— START —
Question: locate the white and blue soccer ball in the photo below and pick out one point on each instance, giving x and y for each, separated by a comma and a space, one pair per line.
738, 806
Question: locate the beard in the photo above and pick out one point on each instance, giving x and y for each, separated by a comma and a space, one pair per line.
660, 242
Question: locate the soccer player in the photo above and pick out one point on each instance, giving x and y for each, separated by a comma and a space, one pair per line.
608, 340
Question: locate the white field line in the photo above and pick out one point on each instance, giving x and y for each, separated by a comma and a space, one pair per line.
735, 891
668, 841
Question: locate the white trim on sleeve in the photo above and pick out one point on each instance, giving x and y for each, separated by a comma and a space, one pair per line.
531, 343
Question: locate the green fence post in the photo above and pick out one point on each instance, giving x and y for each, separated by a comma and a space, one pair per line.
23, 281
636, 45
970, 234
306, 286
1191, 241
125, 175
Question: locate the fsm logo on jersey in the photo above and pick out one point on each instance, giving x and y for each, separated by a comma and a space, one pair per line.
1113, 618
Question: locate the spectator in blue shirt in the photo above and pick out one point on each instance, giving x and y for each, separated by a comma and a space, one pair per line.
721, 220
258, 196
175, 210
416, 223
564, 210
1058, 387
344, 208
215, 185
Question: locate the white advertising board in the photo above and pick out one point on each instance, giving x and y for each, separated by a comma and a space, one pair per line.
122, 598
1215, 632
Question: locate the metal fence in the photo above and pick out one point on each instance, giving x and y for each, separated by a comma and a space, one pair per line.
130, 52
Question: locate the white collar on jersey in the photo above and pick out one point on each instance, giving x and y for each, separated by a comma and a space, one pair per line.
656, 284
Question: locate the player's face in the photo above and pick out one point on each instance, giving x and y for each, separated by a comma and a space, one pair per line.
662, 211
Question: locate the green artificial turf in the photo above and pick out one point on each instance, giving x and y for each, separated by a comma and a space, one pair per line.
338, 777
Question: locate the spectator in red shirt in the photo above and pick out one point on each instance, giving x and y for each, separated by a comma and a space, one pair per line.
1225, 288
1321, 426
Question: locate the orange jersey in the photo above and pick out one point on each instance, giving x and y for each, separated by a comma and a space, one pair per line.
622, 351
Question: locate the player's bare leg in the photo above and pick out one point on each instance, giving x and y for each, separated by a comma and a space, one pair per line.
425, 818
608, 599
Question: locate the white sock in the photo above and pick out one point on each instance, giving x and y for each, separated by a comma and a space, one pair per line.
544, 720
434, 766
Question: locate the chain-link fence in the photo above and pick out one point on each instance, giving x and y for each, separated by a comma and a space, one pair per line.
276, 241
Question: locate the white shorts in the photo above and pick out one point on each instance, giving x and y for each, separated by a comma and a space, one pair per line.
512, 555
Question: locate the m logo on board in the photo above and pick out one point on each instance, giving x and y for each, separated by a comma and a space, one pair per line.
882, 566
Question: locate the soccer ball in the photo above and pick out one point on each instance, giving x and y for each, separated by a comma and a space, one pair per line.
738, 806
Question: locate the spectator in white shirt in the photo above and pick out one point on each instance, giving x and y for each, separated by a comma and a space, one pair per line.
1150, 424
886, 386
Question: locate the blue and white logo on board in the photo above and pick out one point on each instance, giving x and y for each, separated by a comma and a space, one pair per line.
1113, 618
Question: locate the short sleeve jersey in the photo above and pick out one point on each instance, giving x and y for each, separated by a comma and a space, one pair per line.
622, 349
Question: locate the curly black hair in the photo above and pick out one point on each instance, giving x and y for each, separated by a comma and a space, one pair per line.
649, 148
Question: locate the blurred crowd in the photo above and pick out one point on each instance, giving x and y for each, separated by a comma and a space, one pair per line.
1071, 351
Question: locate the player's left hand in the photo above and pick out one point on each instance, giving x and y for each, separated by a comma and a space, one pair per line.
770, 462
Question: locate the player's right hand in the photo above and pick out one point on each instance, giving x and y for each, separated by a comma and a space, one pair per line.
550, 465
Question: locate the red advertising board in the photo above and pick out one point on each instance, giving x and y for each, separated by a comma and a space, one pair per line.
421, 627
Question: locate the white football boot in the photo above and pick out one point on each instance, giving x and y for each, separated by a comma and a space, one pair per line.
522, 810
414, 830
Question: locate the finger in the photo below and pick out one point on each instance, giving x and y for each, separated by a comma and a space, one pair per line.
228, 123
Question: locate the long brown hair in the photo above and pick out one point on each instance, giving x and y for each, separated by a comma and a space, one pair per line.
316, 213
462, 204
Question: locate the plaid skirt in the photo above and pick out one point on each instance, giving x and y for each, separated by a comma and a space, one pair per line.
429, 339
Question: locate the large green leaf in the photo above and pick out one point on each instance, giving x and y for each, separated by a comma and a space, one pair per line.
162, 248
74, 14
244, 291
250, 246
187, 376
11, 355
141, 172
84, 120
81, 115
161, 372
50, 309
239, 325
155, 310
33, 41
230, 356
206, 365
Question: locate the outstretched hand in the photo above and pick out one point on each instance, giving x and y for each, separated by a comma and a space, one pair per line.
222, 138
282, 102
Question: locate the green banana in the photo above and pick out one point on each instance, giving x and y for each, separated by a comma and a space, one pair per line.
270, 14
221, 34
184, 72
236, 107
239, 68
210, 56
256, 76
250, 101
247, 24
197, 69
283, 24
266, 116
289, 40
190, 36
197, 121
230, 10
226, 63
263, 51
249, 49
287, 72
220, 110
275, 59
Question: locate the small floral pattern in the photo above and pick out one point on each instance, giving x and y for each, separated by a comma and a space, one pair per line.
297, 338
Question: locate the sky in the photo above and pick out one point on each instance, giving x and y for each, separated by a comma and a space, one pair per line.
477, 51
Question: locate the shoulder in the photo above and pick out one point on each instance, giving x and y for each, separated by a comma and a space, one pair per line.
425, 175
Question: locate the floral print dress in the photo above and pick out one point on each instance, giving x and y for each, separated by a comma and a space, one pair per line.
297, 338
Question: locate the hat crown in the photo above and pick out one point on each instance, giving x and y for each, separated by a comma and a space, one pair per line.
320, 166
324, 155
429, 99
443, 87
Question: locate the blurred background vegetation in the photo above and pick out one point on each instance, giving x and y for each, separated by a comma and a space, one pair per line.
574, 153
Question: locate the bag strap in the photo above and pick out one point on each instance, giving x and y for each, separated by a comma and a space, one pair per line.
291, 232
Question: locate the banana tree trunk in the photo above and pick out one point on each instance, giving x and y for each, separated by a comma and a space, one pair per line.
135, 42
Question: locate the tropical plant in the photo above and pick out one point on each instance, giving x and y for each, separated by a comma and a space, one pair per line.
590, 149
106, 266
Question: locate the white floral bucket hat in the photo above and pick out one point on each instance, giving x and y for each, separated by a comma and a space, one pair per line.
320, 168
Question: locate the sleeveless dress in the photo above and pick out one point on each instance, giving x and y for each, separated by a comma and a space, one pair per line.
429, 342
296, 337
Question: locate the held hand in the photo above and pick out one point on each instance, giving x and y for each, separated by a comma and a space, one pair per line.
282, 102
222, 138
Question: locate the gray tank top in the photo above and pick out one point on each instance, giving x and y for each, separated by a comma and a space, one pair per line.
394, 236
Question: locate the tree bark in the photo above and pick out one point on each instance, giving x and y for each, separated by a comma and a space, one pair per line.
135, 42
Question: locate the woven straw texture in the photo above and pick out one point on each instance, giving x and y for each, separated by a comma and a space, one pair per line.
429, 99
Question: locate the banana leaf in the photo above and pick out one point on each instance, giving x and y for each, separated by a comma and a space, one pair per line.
— END —
- _Task to carry out_
Copy all of the lines above word for word.

- _Solution to this task_
Question: locate the white and blue soccer ball in the photo below and pick out one point on each instance, giving x and y for each, separated by a comma and a space, one pair per line.
738, 806
Question: locate the beard in the photo above and pick out one point on each instance, giving x and y for each, separated by a comma and a space, one pair per line.
660, 242
Question: locate the soccer player in the photo above and pick out one point on each instance, giving x and y for each, separated by a comma and a space, one pair per line.
608, 340
Question: locate the white field line in the photo above and pick out one point on each instance, giving x and y for each, separated by a comma and a space, one pair per line.
735, 891
668, 841
Question: locate the white trim on sleeve in the photo above and pick out one point on each instance, giving x and y for each, separated by a comma and a space, one pair per line.
531, 343
Question: locate the green fence post in the photo above and pick out one point on each instance, giving x and y for each, separated by a comma and a space, one pair per line.
23, 281
636, 45
970, 234
306, 286
1191, 241
125, 175
Question: locate the fsm logo on jersey in the photo above and pick out one point on each instance, giving x and y for each, separated by a comma and a space, one pair per line.
1113, 618
Question: locate the spectator in blue shirt in the photo above and pick out one point on each instance, giving x and y for each, separated by a comma and a space, one pair per line.
721, 220
258, 196
175, 210
416, 223
564, 210
1058, 387
344, 208
215, 185
Question: locate the white advertising board in the photo above and pick out one point on each instance, giving x and y for each, separated by a comma and a space, one pair per line.
122, 598
1215, 632
Question: locate the metal fence in the photo above and pick out one point on each instance, giving x and y for each, separated by a comma and a space, one pair per line.
130, 52
Question: locate the white collar on jersey in the photo above and pick out one point on each instance, giving x and y for each, separated by a comma and a space, one pair per line.
656, 284
Question: locate the player's face in the photo above and pick out one point on each instance, giving x and y for each, separated by a comma and a space, one pair per line.
662, 211
Question: locate the green artificial turf in the photo above and pick out one point on each instance, giving x and y for each, separated by a comma and a space, one pair per line.
338, 777
Question: locate the spectator in red shirt in the photo above and pick out one point on each instance, giving x and y for each, separated by a comma and a space, one pair per line.
1225, 288
1321, 426
Question: locate the orange jersey in the photo above and pick out one point on each instance, giving x and y for each, separated by a comma and a space, one pair per line.
622, 351
Question: locate the player's bare leg in the photo above and pick out one point on each instance, giving x and y for each, separated by a comma and a space, one pair per line.
425, 818
608, 599
Question: locate the white sock in the photo above and pick out one point on each instance, giving x and y for each, separated by a comma and a space, one pair per line.
544, 720
434, 766
Question: locate the chain-link fence in the photo above and pick out one point on each instance, giving x and y for each, separated by a comma and a space, one pair per line.
276, 241
Question: locate the white shorts in the photo above and pick out one point on each instance, giving x and y for each, separated by a comma and a space, one pair per line.
512, 555
Question: locate the m logo on board in the photo above and pick out one point on each instance, giving x and y for each, separated by a comma and a space, one pair per line.
882, 566
Question: locate the soccer ball in the photo above and pick out one point on each instance, giving x and y for each, separated by a comma and a space, one pair per line.
738, 806
Question: locate the spectator in white shirt in the photo above and pick out one point on each instance, giving x and y for each, separated by a comma and a space, one pair per line.
1150, 424
886, 386
Question: locate the blue and white logo on board in the photo above and pick out one point on each instance, giving x and y for each, separated by a comma and a space, one pair per line.
1113, 618
Question: locate the short sleeve jersey in the photo above and pick out one point on each instance, giving x and y for each, separated by a comma and a space, one pair per line.
622, 349
Question: locate the curly black hair in the photo above and pick out one point on each instance, giving x and y for each, separated by a comma and a space, one pair per line.
649, 148
Question: locate the blurred crowd in the photo above and pick out one point on each instance, giving x and y for each, separated by a comma and a space, one pair per line.
1071, 351
Question: locate the player's left hand in the photo above and pick out one point on each instance, giving x and y for each, separated by a comma and a space, one pair per line.
770, 462
Question: locate the player's right hand in the photo above and pick out one point on each instance, giving x and y for each, separated by a comma and a space, one pair per line.
550, 465
Question: locate the red advertising board in the photo above and pick out one point on each instance, giving x and y for each, separated by a comma and a space, one pair per line.
421, 627
Question: locate the white football boot in the photo above and pick out one point on each instance, giving x and y for each, separated by a comma and a space, one pair per line.
522, 810
414, 830
Question: locate the finger in the photo below and pick out one point on each instance, giving x and y for each, separated by a comma and a space, one pair per line.
228, 123
Question: locate the long brown hair in the photo above and pick out one point on each instance, giving x and y for each, separated by a comma and a space, one pair per line.
316, 213
462, 204
Question: locate the plaid skirt in the photo above and pick out one point on each instance, giving x and y for each, separated by a comma and a space, one pair per line.
429, 339
Question: locate the large green leaf in the photo above and pick out one point on each instance, giving x and y for each, separated by a comma and a space, one pair per line.
162, 248
74, 14
244, 291
250, 246
187, 376
11, 355
141, 172
84, 120
81, 115
161, 372
50, 309
239, 325
155, 310
33, 41
230, 356
206, 365
Question: locate the outstretched hand in the photo above and pick out one point on each instance, giving x and y for each, separated by a comma and a space, one pair per line.
222, 138
282, 102
Question: locate the green banana in the photo above and pick out one point on each instance, giving x and y for each, separated by a comma and a space, one pair per line.
270, 14
221, 34
184, 72
236, 107
239, 68
210, 56
256, 76
250, 101
247, 24
197, 69
283, 24
266, 116
289, 40
190, 36
197, 121
230, 10
226, 63
263, 51
249, 49
287, 72
220, 110
275, 59
Question: locate the small floral pattern in the photo above and pick out one point on each instance, giving x and y for each, separated by a comma and a space, one pair per line.
297, 338
Question: locate the sky in the photo above and pick out one point on each instance, giving x and y for each, separated by a comma and a space, one pair per line.
477, 51
Question: locate the shoulder in the photo above and pick out one point on each instance, giving x and y for each, separated by a comma and a space, one pair per line.
425, 175
Question: locate the floral print dress in the photo above and pick out one point on each instance, giving x and y for each, separated by a comma and a space, one pair per line.
297, 338
Question: locate the hat crown in the photo above and pick out one point on each instance, giving x and y for each, separated by a comma and a space, one pair per line.
320, 166
324, 155
429, 99
443, 87
Question: locate the blurred background vegetation in the photo above and pick out one point on each instance, giving x and y for each, separated by a comma and a space, one pair per line.
574, 153
Question: locate the bag strap in the photo above and pick out one point on each instance, giving x and y for each, separated by a comma and a space, one pair per line.
291, 232
Question: locate the banana tree trunk in the photo above and pick out one point on each instance, giving x and y for each, separated by a comma and a space, one pair per line.
135, 42
Question: locate the tropical plant in the photo above and pick out one point on each instance, giving x and y for each, separated by a comma and a space, one pair per line.
590, 149
106, 266
Question: locate the white floral bucket hat in the photo above and pick out one point on each instance, giving x and y for each, separated by a comma and a space, one pair per line.
320, 168
Question: locate the sleeveless dress in the photo above and pick out one point on each instance, giving x and y for each, separated by a comma and a space, one pair per line.
429, 342
296, 337
Question: locate the held hand in the photo above and pick out one point on each instance, giving x and y for each, separated by a comma and a space, one pair per line.
282, 102
222, 138
Question: locate the gray tank top in the photo above and pick out one point on each instance, giving x and y for each, separated by a comma and a space, one pair per line.
394, 236
Question: locate the tree bark in the photo above and pick out one point on each instance, giving x and y for each, separated by a comma and a space, one pair per line.
135, 42
Question: locate the woven straw texture in the photo above and pick out one point on each instance, giving x and y for each, separated by a comma and a space, one pair per line.
429, 99
Question: locate the banana leaf in the photo above and pick out one point on each instance, giving x and y for each, separated by a comma and a space, one pair per line.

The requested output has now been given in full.